Throughout the listing that follows, find each line with the word "rock" and copy it.

> **SOURCE MATERIAL**
--------------------------------

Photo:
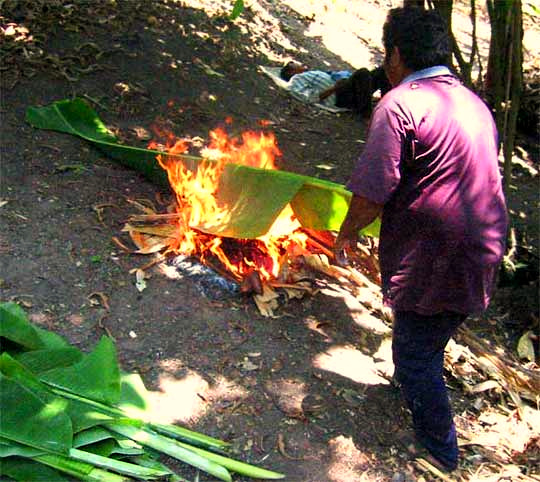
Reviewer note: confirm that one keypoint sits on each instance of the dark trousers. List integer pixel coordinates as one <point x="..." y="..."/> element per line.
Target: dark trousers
<point x="418" y="352"/>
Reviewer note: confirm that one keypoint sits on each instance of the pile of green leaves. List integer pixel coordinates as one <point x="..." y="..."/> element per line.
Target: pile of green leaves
<point x="68" y="413"/>
<point x="254" y="197"/>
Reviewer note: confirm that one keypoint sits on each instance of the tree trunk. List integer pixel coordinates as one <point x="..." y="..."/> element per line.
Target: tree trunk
<point x="504" y="78"/>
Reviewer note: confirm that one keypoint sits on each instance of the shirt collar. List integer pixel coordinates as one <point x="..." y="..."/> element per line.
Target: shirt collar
<point x="426" y="73"/>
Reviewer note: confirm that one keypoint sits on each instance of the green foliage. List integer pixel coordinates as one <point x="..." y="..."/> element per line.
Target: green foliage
<point x="254" y="197"/>
<point x="68" y="415"/>
<point x="237" y="10"/>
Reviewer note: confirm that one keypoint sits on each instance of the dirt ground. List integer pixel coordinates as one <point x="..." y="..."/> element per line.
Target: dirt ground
<point x="298" y="393"/>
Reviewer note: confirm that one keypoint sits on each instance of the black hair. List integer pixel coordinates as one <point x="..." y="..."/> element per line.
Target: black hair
<point x="420" y="35"/>
<point x="288" y="70"/>
<point x="356" y="91"/>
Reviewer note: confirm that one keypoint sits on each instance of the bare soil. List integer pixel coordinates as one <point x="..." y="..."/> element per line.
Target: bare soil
<point x="214" y="362"/>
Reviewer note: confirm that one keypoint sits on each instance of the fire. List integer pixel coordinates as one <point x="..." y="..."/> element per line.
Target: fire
<point x="197" y="207"/>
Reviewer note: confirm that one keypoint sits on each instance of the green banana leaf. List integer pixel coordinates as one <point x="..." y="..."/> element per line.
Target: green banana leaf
<point x="101" y="380"/>
<point x="29" y="420"/>
<point x="22" y="469"/>
<point x="254" y="197"/>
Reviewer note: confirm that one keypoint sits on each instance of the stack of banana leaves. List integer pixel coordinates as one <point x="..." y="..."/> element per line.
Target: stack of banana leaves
<point x="67" y="414"/>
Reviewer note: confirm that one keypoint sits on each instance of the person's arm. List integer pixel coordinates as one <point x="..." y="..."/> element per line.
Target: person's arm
<point x="332" y="90"/>
<point x="327" y="93"/>
<point x="361" y="213"/>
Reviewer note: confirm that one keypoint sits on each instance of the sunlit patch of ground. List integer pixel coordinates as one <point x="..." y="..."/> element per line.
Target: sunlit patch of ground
<point x="350" y="363"/>
<point x="348" y="462"/>
<point x="190" y="397"/>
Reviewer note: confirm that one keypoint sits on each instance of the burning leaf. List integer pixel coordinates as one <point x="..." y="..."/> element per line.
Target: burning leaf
<point x="255" y="197"/>
<point x="525" y="347"/>
<point x="267" y="302"/>
<point x="140" y="283"/>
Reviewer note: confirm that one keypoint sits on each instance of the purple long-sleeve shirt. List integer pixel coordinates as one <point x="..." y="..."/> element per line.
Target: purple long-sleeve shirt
<point x="431" y="159"/>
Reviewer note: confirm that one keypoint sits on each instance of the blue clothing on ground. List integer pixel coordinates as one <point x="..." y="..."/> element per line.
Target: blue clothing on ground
<point x="418" y="353"/>
<point x="339" y="74"/>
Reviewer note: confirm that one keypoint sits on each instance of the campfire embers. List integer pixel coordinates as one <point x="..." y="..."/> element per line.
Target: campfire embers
<point x="284" y="258"/>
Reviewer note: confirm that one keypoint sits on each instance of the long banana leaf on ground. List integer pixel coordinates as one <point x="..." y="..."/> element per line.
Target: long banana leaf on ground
<point x="254" y="197"/>
<point x="69" y="414"/>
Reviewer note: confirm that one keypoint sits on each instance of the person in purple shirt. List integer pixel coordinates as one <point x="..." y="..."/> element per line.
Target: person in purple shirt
<point x="430" y="169"/>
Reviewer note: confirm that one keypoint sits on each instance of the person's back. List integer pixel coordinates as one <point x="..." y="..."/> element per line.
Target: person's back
<point x="447" y="214"/>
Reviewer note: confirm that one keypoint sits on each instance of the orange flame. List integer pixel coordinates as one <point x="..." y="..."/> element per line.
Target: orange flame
<point x="197" y="206"/>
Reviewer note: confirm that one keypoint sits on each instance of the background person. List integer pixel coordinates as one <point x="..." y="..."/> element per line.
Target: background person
<point x="430" y="168"/>
<point x="336" y="88"/>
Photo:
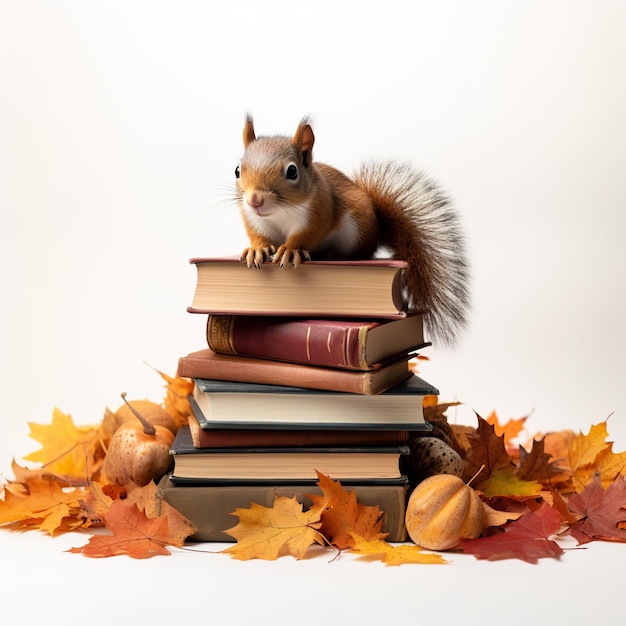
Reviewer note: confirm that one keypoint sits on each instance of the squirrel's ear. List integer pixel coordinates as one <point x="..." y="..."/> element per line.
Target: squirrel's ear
<point x="303" y="141"/>
<point x="248" y="131"/>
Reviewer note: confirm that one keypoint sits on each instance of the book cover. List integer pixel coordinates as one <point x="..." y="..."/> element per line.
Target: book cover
<point x="226" y="404"/>
<point x="227" y="367"/>
<point x="367" y="289"/>
<point x="254" y="437"/>
<point x="284" y="463"/>
<point x="339" y="343"/>
<point x="210" y="507"/>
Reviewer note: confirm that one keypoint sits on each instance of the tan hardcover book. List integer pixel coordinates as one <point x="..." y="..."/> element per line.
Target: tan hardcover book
<point x="292" y="437"/>
<point x="367" y="289"/>
<point x="227" y="367"/>
<point x="225" y="404"/>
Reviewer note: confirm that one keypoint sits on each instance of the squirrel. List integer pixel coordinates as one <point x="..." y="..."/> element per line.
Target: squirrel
<point x="295" y="210"/>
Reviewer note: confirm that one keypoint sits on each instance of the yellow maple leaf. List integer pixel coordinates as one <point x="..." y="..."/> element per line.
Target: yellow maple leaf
<point x="177" y="397"/>
<point x="66" y="449"/>
<point x="40" y="502"/>
<point x="584" y="451"/>
<point x="503" y="482"/>
<point x="394" y="554"/>
<point x="509" y="430"/>
<point x="269" y="532"/>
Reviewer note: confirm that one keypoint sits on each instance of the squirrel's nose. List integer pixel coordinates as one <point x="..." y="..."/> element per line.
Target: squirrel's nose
<point x="255" y="200"/>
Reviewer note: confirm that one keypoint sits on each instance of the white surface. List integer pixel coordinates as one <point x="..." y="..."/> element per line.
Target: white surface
<point x="120" y="129"/>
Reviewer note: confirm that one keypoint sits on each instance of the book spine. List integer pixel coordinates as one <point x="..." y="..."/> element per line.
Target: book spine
<point x="311" y="342"/>
<point x="233" y="368"/>
<point x="209" y="508"/>
<point x="253" y="438"/>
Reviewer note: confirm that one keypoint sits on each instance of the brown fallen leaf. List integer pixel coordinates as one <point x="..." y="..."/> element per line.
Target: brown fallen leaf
<point x="600" y="512"/>
<point x="526" y="538"/>
<point x="270" y="532"/>
<point x="342" y="515"/>
<point x="133" y="534"/>
<point x="75" y="452"/>
<point x="390" y="554"/>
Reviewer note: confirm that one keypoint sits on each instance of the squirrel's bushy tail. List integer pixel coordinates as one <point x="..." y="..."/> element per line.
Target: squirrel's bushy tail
<point x="419" y="224"/>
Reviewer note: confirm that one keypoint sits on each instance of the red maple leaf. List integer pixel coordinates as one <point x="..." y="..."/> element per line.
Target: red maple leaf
<point x="525" y="538"/>
<point x="601" y="511"/>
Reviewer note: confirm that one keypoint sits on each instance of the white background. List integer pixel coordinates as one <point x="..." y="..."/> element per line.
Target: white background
<point x="120" y="127"/>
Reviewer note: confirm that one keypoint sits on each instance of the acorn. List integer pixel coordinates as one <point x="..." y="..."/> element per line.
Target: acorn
<point x="430" y="456"/>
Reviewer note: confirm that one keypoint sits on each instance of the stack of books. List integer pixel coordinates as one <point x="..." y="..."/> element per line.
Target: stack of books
<point x="304" y="370"/>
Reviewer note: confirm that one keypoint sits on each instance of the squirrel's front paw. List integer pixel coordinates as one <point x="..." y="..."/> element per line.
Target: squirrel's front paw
<point x="290" y="256"/>
<point x="255" y="257"/>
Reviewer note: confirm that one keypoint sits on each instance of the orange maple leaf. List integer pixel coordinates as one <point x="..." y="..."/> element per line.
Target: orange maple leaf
<point x="177" y="397"/>
<point x="40" y="501"/>
<point x="133" y="534"/>
<point x="67" y="450"/>
<point x="269" y="532"/>
<point x="343" y="515"/>
<point x="392" y="554"/>
<point x="509" y="430"/>
<point x="591" y="455"/>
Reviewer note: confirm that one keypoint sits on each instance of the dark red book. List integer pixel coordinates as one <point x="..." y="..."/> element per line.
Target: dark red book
<point x="366" y="289"/>
<point x="340" y="343"/>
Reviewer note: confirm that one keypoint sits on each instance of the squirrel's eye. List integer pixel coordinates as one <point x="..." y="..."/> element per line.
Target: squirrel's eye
<point x="291" y="172"/>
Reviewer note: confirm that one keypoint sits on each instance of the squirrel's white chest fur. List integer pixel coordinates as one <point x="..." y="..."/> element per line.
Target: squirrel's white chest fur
<point x="280" y="223"/>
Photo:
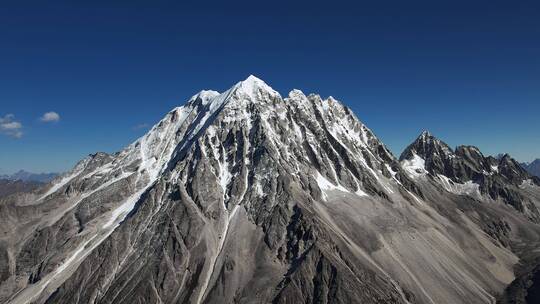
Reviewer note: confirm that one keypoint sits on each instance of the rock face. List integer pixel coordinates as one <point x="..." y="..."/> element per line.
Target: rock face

--------------------------------

> **ANSWER BELOW**
Reviewer note: confirm that one keypoint sits on each instance of the rock face. List integer pixel coordinates as one <point x="..." y="..."/> element per line.
Target: rock face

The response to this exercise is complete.